**What the task requires:** Express everything below, from the line containing "task: provide the segmentation of the cut" down to the line containing "[[[274,4],[281,494],[359,557],[501,493],[538,0]]]", both included, as a Markdown table with the columns Row and Line. Number the rows, and leave blank lines out.

==================================================

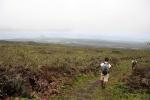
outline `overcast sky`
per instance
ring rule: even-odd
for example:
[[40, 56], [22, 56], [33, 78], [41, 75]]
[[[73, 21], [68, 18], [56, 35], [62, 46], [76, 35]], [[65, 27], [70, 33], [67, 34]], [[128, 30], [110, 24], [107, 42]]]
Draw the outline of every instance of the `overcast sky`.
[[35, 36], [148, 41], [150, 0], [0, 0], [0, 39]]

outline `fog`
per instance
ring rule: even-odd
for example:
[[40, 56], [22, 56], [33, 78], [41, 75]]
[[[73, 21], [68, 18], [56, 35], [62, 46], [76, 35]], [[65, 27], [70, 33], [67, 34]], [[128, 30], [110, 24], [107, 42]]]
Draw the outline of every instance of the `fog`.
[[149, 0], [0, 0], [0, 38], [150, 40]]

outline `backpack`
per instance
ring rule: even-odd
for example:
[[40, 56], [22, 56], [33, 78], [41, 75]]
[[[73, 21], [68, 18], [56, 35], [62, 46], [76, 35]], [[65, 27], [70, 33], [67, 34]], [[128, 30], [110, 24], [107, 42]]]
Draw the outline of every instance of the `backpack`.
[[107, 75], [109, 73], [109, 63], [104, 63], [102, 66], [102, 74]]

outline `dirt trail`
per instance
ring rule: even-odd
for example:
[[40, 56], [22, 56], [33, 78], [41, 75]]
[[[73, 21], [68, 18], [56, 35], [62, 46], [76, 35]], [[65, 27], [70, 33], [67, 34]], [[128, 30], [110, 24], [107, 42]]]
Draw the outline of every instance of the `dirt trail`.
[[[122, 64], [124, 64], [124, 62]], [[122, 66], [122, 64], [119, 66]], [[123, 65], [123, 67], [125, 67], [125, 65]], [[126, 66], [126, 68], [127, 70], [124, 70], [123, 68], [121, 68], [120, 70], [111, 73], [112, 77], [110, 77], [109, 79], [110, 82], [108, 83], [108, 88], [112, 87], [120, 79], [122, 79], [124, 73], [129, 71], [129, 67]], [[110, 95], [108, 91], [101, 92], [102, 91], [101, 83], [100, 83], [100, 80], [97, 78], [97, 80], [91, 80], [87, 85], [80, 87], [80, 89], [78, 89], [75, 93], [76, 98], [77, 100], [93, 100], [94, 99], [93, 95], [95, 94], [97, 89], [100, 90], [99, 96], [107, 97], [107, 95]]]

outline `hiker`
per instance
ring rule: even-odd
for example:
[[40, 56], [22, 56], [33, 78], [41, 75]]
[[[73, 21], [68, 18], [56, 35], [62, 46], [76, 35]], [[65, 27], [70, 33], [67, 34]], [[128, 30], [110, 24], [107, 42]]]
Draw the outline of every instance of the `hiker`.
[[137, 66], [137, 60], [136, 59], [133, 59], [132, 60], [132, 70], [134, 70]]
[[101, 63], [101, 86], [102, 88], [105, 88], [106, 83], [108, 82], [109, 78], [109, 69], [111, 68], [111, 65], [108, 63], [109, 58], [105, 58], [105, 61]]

==================================================

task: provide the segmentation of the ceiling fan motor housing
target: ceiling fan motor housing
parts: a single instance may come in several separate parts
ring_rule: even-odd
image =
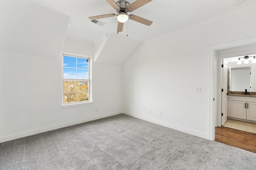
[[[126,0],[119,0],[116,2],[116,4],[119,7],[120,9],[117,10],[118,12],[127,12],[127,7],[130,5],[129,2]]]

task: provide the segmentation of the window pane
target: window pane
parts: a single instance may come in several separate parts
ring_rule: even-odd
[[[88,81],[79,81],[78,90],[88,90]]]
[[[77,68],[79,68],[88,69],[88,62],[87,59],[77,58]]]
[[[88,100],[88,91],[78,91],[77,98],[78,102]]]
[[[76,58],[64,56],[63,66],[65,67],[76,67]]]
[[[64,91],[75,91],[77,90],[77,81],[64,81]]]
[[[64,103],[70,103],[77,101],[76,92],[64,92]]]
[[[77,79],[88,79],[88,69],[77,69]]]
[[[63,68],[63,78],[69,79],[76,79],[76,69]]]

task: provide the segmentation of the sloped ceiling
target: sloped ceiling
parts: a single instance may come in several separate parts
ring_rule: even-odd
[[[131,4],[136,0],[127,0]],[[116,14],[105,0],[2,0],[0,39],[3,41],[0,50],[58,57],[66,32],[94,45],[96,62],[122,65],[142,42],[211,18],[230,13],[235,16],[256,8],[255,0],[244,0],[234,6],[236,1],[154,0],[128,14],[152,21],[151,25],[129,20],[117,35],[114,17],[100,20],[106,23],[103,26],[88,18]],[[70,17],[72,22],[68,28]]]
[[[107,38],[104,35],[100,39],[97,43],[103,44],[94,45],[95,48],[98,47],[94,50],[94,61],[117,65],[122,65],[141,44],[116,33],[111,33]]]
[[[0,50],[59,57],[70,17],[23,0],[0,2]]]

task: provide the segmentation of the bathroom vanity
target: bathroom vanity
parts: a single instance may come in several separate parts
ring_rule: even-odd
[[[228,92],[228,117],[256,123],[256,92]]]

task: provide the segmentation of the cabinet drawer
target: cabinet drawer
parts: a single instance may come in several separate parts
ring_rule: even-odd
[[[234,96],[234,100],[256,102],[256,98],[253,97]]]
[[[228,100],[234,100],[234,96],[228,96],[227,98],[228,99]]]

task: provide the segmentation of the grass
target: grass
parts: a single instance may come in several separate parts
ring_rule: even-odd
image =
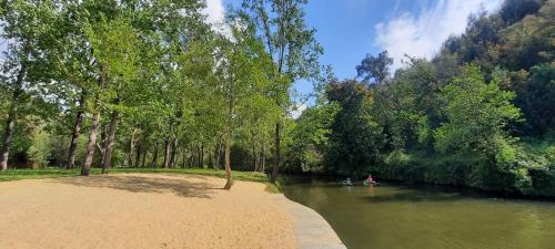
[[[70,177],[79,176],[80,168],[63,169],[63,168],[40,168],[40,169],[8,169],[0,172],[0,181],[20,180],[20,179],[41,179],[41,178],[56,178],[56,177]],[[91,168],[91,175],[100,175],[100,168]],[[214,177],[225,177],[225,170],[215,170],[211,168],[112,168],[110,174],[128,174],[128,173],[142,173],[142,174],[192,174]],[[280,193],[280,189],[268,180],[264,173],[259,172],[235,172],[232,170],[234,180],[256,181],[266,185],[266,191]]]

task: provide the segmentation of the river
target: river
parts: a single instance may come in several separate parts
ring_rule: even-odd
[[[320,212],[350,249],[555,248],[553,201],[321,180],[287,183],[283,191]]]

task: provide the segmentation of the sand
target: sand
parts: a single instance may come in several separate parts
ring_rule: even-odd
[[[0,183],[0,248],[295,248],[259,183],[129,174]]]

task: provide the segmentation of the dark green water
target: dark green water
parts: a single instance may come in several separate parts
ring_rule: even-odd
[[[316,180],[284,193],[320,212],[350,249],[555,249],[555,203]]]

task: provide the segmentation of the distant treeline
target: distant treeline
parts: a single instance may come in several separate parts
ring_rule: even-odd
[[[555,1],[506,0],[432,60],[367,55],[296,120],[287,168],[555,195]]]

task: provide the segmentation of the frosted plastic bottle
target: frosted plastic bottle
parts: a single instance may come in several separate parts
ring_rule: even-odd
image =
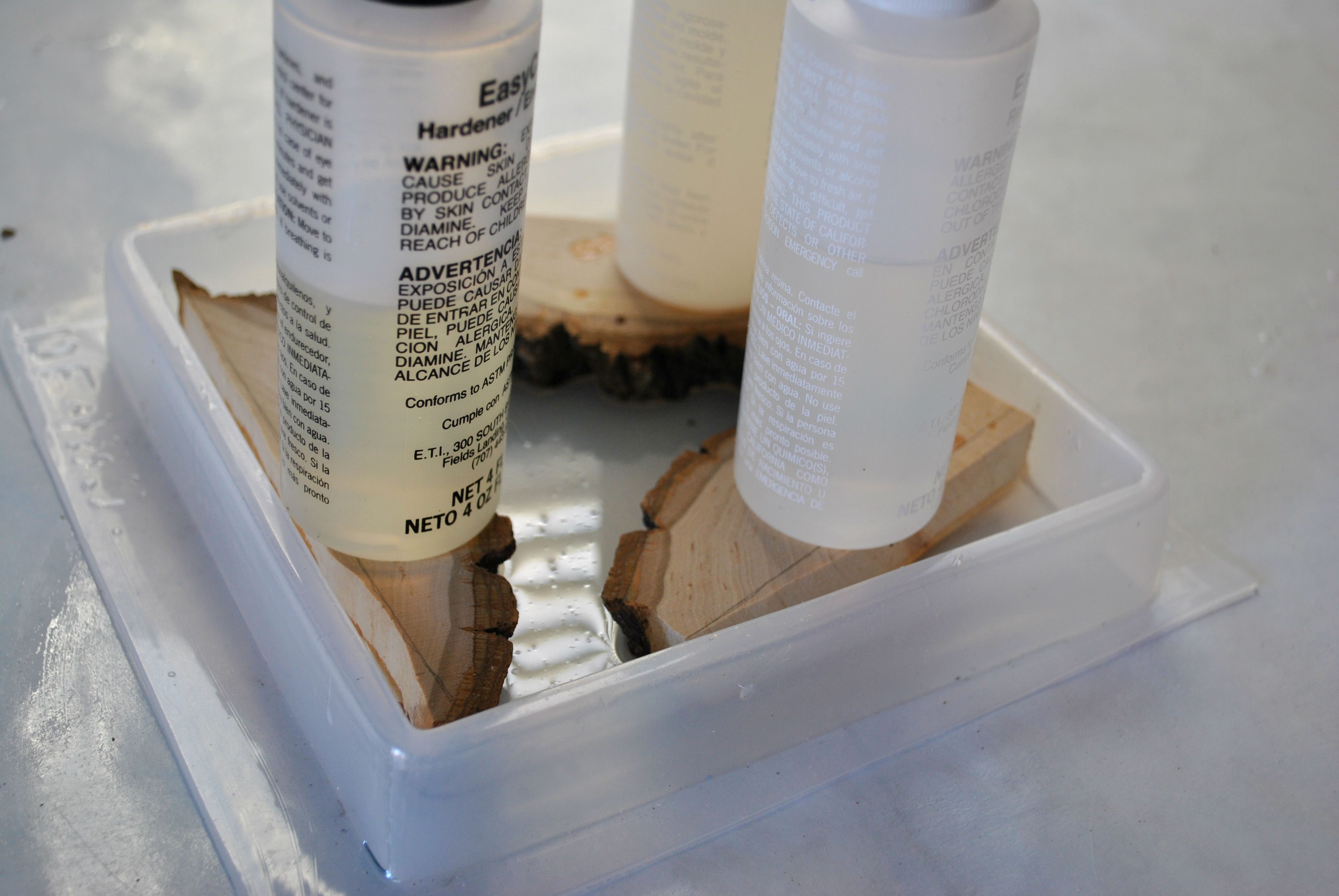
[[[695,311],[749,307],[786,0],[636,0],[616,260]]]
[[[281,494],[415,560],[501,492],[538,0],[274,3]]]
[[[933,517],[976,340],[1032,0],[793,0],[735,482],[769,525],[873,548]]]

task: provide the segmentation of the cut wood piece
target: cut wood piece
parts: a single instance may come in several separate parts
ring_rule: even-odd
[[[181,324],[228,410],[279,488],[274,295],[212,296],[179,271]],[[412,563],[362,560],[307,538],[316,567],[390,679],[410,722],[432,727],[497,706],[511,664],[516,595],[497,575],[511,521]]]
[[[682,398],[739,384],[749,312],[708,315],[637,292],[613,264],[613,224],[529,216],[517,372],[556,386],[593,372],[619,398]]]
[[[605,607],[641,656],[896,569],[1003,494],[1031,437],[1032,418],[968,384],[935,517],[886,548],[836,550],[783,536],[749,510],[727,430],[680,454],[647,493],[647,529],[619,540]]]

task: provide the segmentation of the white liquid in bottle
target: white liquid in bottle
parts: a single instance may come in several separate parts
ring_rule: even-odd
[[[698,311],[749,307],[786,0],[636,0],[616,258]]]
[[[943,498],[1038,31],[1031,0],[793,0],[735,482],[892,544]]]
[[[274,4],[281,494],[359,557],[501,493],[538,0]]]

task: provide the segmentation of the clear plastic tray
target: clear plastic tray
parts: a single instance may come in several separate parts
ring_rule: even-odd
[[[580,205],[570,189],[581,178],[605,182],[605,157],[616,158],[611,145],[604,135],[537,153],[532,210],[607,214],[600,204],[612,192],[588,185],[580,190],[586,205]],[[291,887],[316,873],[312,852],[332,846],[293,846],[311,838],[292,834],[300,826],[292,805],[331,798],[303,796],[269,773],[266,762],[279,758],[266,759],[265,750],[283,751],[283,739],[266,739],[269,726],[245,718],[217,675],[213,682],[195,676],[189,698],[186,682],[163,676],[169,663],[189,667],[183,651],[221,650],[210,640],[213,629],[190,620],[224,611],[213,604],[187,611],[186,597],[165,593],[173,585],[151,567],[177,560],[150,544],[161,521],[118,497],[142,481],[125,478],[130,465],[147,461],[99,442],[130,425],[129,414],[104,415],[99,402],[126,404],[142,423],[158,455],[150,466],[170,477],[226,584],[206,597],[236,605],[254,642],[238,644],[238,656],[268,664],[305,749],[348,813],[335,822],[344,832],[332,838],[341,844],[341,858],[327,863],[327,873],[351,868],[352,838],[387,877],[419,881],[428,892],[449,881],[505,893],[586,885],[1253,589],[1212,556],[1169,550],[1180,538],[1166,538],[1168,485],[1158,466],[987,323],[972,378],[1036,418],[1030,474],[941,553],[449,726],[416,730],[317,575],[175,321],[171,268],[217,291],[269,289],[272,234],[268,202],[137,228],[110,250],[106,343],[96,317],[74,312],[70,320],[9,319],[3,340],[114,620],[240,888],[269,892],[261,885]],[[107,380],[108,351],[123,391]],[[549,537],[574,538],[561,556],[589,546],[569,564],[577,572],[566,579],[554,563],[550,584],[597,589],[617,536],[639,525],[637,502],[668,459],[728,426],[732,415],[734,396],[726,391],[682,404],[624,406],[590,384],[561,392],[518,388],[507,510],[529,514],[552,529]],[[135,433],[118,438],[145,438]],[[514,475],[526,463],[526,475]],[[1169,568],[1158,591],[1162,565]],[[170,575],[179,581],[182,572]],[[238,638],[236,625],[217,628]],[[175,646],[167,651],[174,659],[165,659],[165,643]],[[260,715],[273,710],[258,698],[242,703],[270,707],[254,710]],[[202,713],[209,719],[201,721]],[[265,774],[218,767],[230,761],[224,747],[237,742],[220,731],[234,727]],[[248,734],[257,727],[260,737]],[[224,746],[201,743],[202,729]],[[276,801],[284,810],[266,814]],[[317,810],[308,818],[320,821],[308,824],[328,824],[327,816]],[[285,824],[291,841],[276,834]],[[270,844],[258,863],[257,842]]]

==================================================

**Response:**
| Row | Line |
|---|---|
| 1 | task: provide the segmentation of the cut wood piece |
| 2 | target: cut wood piece |
| 3 | parts: a single instance may come in several separate parts |
| 4 | ring_rule: even-odd |
| 5 | [[[181,324],[228,410],[279,488],[274,295],[212,296],[179,271]],[[412,563],[362,560],[307,538],[316,567],[390,679],[410,722],[432,727],[497,706],[511,664],[516,595],[497,575],[511,521]]] |
| 6 | [[[682,398],[739,384],[749,312],[708,315],[637,292],[613,264],[613,224],[529,216],[517,372],[556,386],[593,372],[619,398]]] |
| 7 | [[[605,607],[641,656],[896,569],[1003,494],[1031,437],[1032,418],[968,384],[935,517],[886,548],[836,550],[783,536],[749,510],[727,430],[680,454],[647,493],[647,529],[619,540]]] |
| 8 | task: provide the segmentation of the white liquid in bottle |
| 9 | target: white liquid in bottle |
| 10 | parts: a single instance may come in several separate parts |
| 11 | ring_rule: even-odd |
| 12 | [[[698,311],[749,307],[786,0],[636,0],[616,258]]] |
| 13 | [[[943,498],[1038,31],[1031,0],[793,0],[735,482],[892,544]]] |
| 14 | [[[274,4],[281,494],[359,557],[501,493],[538,0]]] |